Passage to read:
* * *
Article by Johanna Pingel, MathWorks product marketing manager.
Deep learning is getting lots of attention lately, and for good reason. It’s making a big impact in areas such as computer vision and natural language processing. It’s a key technology behind driverless cars, and voice control in consumer devices like phones and hands-free speakers.
In deep learning, a computer model learns to perform classification tasks directly from images, text, or sound. Deep learning models can achieve state-of-the-art accuracy, sometimes exceeding human-level performance. Most deep learning methods use neural network architectures, which is why deep learning models are often referred to as deep neural networks.
The term “deep” usually refers to the number of hidden layers in the neural network. Traditional neural networks only contain 2-3 hidden layers, while deep networks can have as many as 150. One of the most popular types of deep neural networks is known as convolutional neural networks (CNN or ConvNet). A CNN convolves learned features with input data, and uses 2D convolutional layers, making this architecture well suited to processing 2D data, such as images.
Using an image example, a fully trained deep learning model will be able to automatically identify objects in images, even if it has never seen those exact images before. Ever wondered how certain websites can identify specific people in photos that were just uploaded? That’s deep learning at work.
Many of the techniques used in deep learning today have been around for decades. For example, deep learning has been used to recognise handwritten postal codes in the mail service since the 1990s.
Why has deep learning surged in popularity recently?
This main reason is accuracy. Deep learning models can achieve state-of-the-art accuracy, sometimes exceeding human-level performance. In addition, there are two main factors that have made these advances possible;
Deep learning requires large amounts of labelled data. For example, driverless car development requires millions of images and thousands of hours of video. These large sets of labelled data are prevalent and have become available recently.
* * *
Required action 1:
Answer these from the deep learning article:
(a) How many hidden layers can deep networks have?
(b) What has deep learning been used to recognize in the mail service since the 1990s?
(c) What does driverless car development require in terms of labelled data?
Required action 2: Write the next part of the deep learning article, picking up right after its final sentence.

Data block:
* * *
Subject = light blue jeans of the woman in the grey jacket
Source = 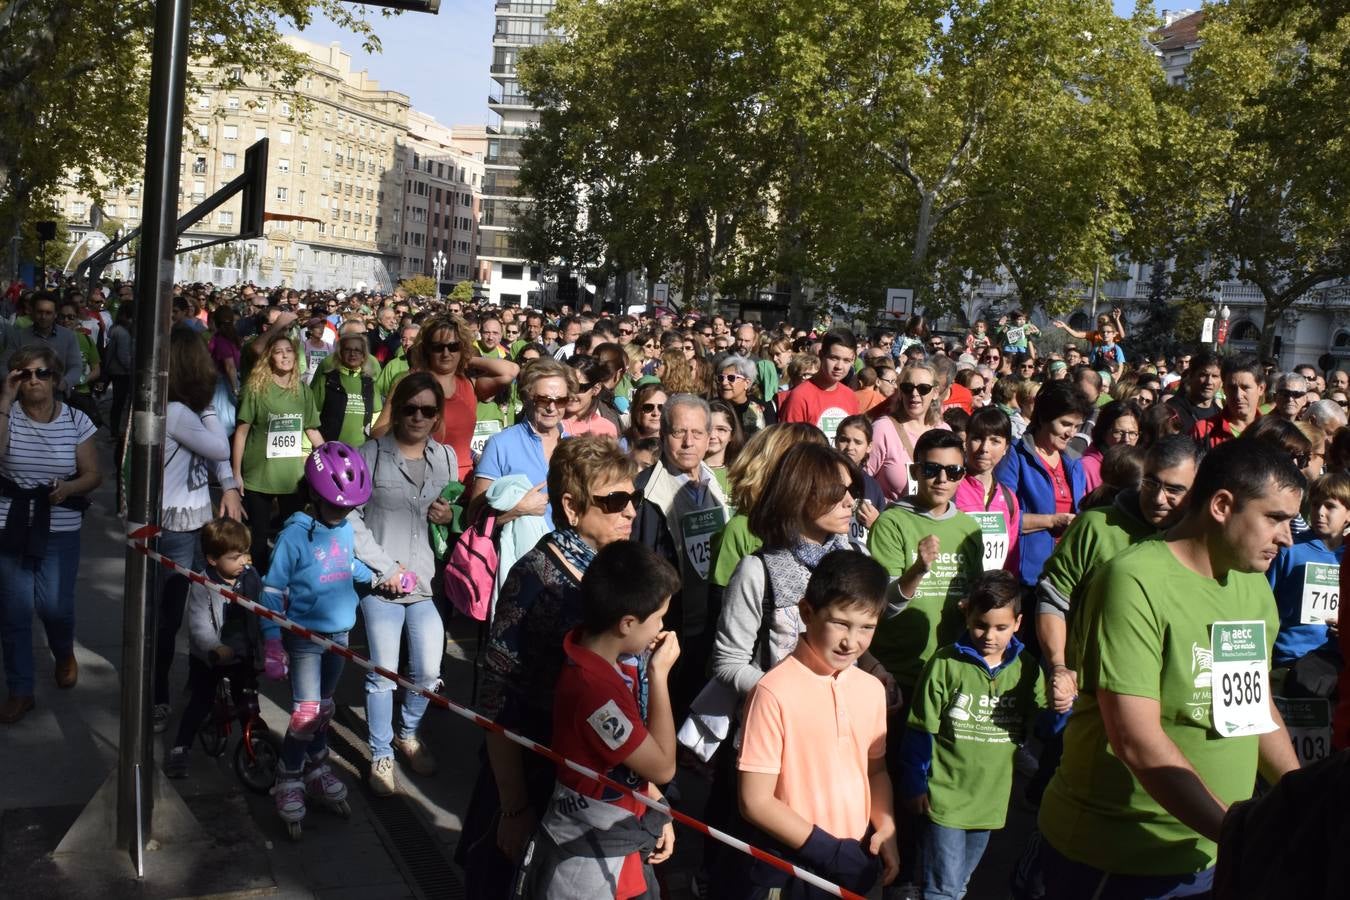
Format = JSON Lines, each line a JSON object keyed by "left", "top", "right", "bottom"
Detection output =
* * *
Answer space 1:
(a) As many as 150.
(b) Handwritten postal codes.
(c) Millions of images and thousands of hours of video.

Answer space 2:
Deep learning requires substantial computing power. High-performance GPUs have a parallel architecture that is efficient for deep learning. When combined with clusters or cloud computing, this enables development teams to reduce training time for a deep learning network from weeks to hours or less.
Deep learning and machine learning both offer ways to train models and classify data. Let’s compare these two approaches to see what scenarios determine the use of each.
Using a standard machine learning approach, we would need to manually select the relevant features of an image, such as edges or corners, to train the machine learning model. The model then references these features when analysing and classifying new objects.
With a deep learning workflow, relevant features are automatically extracted from images. In addition, deep learning performs “end-to-end learning” – where a network is given raw data and a task to perform, such as classification, and it learns how to do this automatically.
Another key difference is deep learning algorithms scale with data, whereas shallow learning converges. Shallow learning refers to machine learning methods that plateau at a certain level of performance when you add more examples and training data to the network.
When choosing between machine learning and deep learning, we should ask ourselves whether we have a high-performance GPU and lots of labelled data. If we don’t have either of these things, we’ll have better luck using machine learning over deep learning.
This is because deep learning is generally more complex, so we need at least a few thousand images to get reliable results. We will also need a high-performance GPU so the model spends less time analysing all those images.
If we select machine learning, there is the option to train our model on many different classifiers. We might also know which features to extract that will produce the best results. Plus, with machine learning, we have the flexibility to choose a combination of approaches. Use different classifiers and features to see which arrangement works best for the data.
So, in general, deep learning is more computationally intensive, while machine learning techniques are often simpler to apply.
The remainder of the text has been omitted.